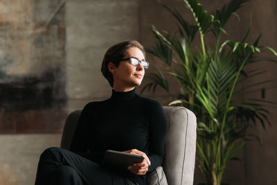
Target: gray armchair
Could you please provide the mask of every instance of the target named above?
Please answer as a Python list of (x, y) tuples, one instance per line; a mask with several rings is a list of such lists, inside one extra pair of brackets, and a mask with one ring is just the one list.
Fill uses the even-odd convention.
[[(195, 162), (196, 117), (188, 109), (164, 106), (168, 132), (162, 166), (148, 174), (148, 185), (193, 185)], [(82, 110), (67, 117), (61, 147), (69, 149)]]

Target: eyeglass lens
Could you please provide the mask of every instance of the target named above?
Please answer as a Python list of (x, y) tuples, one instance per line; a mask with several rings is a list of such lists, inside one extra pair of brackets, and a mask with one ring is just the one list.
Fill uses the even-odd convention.
[(134, 58), (130, 58), (129, 59), (129, 62), (131, 64), (134, 66), (138, 66), (139, 62), (141, 62), (141, 65), (144, 69), (148, 69), (149, 63), (146, 61), (140, 61)]

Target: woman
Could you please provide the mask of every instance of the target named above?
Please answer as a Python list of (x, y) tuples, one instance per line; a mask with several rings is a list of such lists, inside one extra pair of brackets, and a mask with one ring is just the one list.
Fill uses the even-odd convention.
[[(145, 174), (162, 163), (168, 124), (159, 102), (135, 92), (148, 67), (136, 41), (107, 51), (101, 71), (113, 88), (111, 97), (84, 107), (70, 151), (51, 148), (42, 154), (35, 185), (145, 184)], [(118, 170), (101, 166), (107, 150), (145, 157)]]

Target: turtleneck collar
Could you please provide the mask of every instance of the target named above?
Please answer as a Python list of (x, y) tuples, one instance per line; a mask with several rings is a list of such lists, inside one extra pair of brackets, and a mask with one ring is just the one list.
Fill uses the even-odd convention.
[(134, 88), (134, 89), (126, 92), (116, 91), (112, 89), (111, 99), (116, 101), (127, 101), (132, 100), (136, 95), (135, 89), (136, 88)]

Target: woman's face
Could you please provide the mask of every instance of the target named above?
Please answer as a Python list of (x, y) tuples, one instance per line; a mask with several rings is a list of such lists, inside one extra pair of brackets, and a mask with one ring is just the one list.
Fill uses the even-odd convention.
[[(123, 59), (130, 57), (141, 61), (145, 60), (143, 52), (136, 47), (129, 49)], [(140, 85), (145, 73), (144, 68), (141, 63), (137, 67), (134, 66), (129, 63), (128, 60), (121, 61), (117, 68), (110, 62), (109, 69), (114, 77), (114, 89), (120, 91), (131, 91), (135, 87)]]

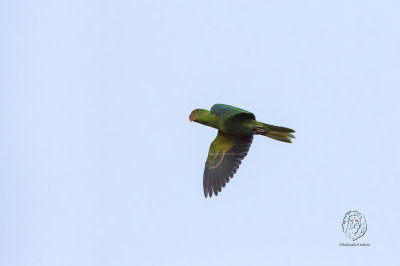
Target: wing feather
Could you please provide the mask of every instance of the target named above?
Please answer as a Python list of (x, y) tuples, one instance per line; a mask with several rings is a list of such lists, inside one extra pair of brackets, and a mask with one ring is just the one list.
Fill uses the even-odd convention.
[(216, 196), (236, 173), (243, 158), (247, 155), (253, 135), (236, 136), (218, 131), (211, 143), (204, 167), (204, 196)]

- **PROBLEM TO WORK ON**
Duplicate the stretch of the records above from the line containing "Target: woman's face" through the line containing "91), (135, 87)]]", including both of those lines.

- **TASK RESPONSE**
Target: woman's face
Could you please provide the mask of every instance of the target named above?
Please answer as a Python list of (x, y) tuples, one instance per line; a mask with several rings is a list of such lists, inside one extra pair of brackets, and a mask with one ring is just the one list.
Fill uses the even-odd convention.
[[(123, 59), (130, 57), (141, 61), (145, 60), (143, 52), (136, 47), (129, 49)], [(140, 85), (145, 73), (144, 68), (141, 63), (137, 67), (134, 66), (129, 63), (128, 60), (121, 61), (117, 68), (110, 62), (109, 69), (114, 77), (114, 89), (120, 91), (131, 91), (135, 87)]]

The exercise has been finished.